Image-grounded pointing data:
+++

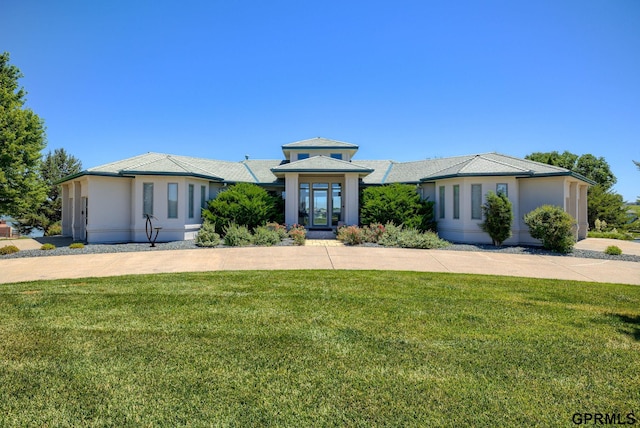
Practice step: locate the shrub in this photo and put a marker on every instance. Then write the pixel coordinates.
(350, 235)
(613, 250)
(237, 235)
(264, 236)
(245, 204)
(280, 229)
(54, 229)
(207, 236)
(552, 226)
(298, 233)
(498, 215)
(396, 203)
(397, 236)
(9, 249)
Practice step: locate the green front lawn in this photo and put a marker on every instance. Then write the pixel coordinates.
(310, 348)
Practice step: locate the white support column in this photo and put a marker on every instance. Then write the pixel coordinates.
(291, 202)
(78, 227)
(352, 195)
(583, 220)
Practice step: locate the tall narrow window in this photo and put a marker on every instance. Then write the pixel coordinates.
(456, 201)
(476, 201)
(147, 199)
(172, 200)
(203, 197)
(191, 199)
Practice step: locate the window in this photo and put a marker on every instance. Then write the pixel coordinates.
(191, 199)
(203, 197)
(476, 201)
(456, 201)
(172, 200)
(147, 199)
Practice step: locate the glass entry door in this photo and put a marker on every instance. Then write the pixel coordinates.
(320, 195)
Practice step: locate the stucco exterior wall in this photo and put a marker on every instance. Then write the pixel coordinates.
(466, 229)
(109, 209)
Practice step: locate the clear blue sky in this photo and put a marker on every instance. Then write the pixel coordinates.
(404, 80)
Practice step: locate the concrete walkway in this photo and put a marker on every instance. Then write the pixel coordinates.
(323, 257)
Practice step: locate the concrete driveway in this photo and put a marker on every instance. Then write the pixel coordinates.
(326, 257)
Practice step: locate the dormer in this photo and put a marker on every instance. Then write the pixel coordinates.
(319, 147)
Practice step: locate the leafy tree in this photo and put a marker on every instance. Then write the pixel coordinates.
(398, 204)
(22, 137)
(498, 213)
(552, 226)
(244, 204)
(565, 160)
(55, 167)
(596, 169)
(605, 205)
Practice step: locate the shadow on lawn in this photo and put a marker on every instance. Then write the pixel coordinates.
(632, 325)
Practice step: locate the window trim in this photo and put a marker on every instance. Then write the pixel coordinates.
(172, 205)
(476, 202)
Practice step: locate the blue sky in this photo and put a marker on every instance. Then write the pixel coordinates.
(405, 80)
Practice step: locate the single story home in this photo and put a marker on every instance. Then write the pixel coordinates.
(320, 180)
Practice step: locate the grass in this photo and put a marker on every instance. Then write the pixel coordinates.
(316, 348)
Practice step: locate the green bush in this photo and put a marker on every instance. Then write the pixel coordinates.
(552, 226)
(350, 235)
(9, 249)
(264, 236)
(280, 229)
(498, 215)
(398, 236)
(207, 236)
(298, 233)
(613, 250)
(54, 229)
(237, 236)
(244, 204)
(396, 203)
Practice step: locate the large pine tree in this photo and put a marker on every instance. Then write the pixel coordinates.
(22, 138)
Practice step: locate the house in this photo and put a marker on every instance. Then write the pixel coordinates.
(320, 181)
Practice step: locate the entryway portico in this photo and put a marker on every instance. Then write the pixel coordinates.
(321, 192)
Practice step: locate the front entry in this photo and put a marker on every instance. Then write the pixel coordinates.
(320, 205)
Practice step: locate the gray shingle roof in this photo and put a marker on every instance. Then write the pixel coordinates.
(321, 164)
(371, 171)
(319, 143)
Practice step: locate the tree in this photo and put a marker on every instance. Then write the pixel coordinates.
(244, 204)
(601, 198)
(22, 138)
(398, 204)
(565, 160)
(498, 213)
(55, 167)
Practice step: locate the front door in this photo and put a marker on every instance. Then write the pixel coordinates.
(320, 207)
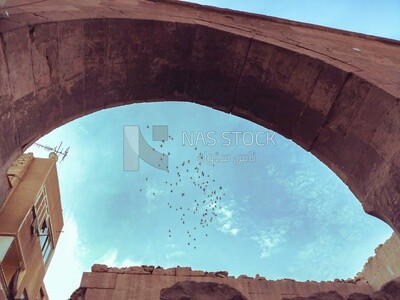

+++

Aim of the task: Write out each entry exactly, images excluded.

Problem solution:
Practice step: locate the shrub in this photo and put a marker on every instance. Then write the pixel coordinates.
(350, 235)
(613, 250)
(237, 235)
(264, 236)
(245, 204)
(280, 229)
(54, 229)
(207, 236)
(552, 226)
(298, 233)
(498, 215)
(396, 203)
(397, 236)
(9, 249)
Practice step: locate the green front lawn in this photo and put a marker on every instance. Then write the pixel coordinates.
(310, 348)
Practice step: locate the white support column in this photo and put a marker on every instance. Then write the pixel coordinates.
(291, 202)
(78, 227)
(352, 195)
(583, 220)
Practice step: locate the tall narrow window in this photo and put a marker on every instance. Then write the pixel coordinates.
(456, 201)
(476, 201)
(147, 199)
(172, 200)
(203, 197)
(191, 199)
Practice step: locate the window in this photo and put a marker on every instance. Then write the pixel coordinates.
(191, 199)
(203, 197)
(476, 201)
(456, 201)
(172, 200)
(147, 199)
Practice step: locate the glass entry door in this photo and put a marker on every instance. Then write the pixel coordinates.
(320, 195)
Practice step: locate the stucco exterior wall in this photo and put a marker on every instance. Then write the pixel coordinates.
(466, 229)
(109, 209)
Practice step: locate the clear blue sky in this photo and put a marker on every instance. Then write the pixel coordinates.
(404, 80)
Practice step: locate the concrete walkway in this photo and put a marker on every instance. Then write the pixel coordinates.
(323, 257)
Practice step: locate the concrete driveway in this photo and put a marker on every instance. Then write the pixel coordinates.
(326, 257)
Practice step: locate the dormer in this photo and put a marker on every instance. Then write the pixel coordinates.
(319, 147)
Practice step: locate the leafy tree in this photo and put a marker on every instance. Then write the pixel coordinates.
(398, 204)
(22, 137)
(498, 213)
(552, 226)
(244, 204)
(565, 160)
(55, 167)
(596, 169)
(605, 205)
Practice step: locate the shadow on lawn in this photo and put a marker on every instance. Then write the pixel coordinates.
(632, 325)
Practice step: locate the window trim in this photo and put a marker on every instance. Then write the pixel coordinates.
(172, 205)
(476, 202)
Practice step: locate the blue sky in this photo and put a marker on every instance. Then write the pixel coordinates.
(405, 80)
Practice step: locate the single story home in this photo and put a marker on every instance. Then write the pixel coordinates.
(320, 180)
Practice step: locate the grass in this photo and put a marker on every instance. Then write the pixel coordinates.
(316, 348)
Practice step: locate the green bush in this photo and put a marker on every instance. Then write the pixel coordinates.
(552, 226)
(350, 235)
(9, 249)
(264, 236)
(280, 229)
(498, 215)
(398, 236)
(207, 236)
(298, 233)
(613, 250)
(54, 229)
(237, 236)
(244, 204)
(396, 203)
Practice step: locate the large pine tree in this photo and put a marker on every instance. Then write the pixel coordinates.
(22, 138)
Practice step: locate the house in this photo and put a marker on every instance. Then write the pixel coordinates.
(320, 181)
Practice step: locate the entryway portico in this photo and put a marker on every instance. Then write the pixel coordinates.
(321, 192)
Practice step: locate the front entry in this photo and put a marker on every instance. Then write the pixel coordinates.
(320, 205)
Practice step: locate the gray shingle roof in this photo and put a marker on every instance. Then write the pixel coordinates.
(321, 164)
(371, 171)
(319, 143)
Practice step: locate the tree in this photo and put a marker on every instance. Then write the pixel coordinates.
(244, 204)
(601, 198)
(22, 138)
(398, 204)
(565, 160)
(498, 213)
(55, 167)
Practice step: locate the front door in this photo and put a marker on every instance. Then write the pixel coordinates.
(320, 207)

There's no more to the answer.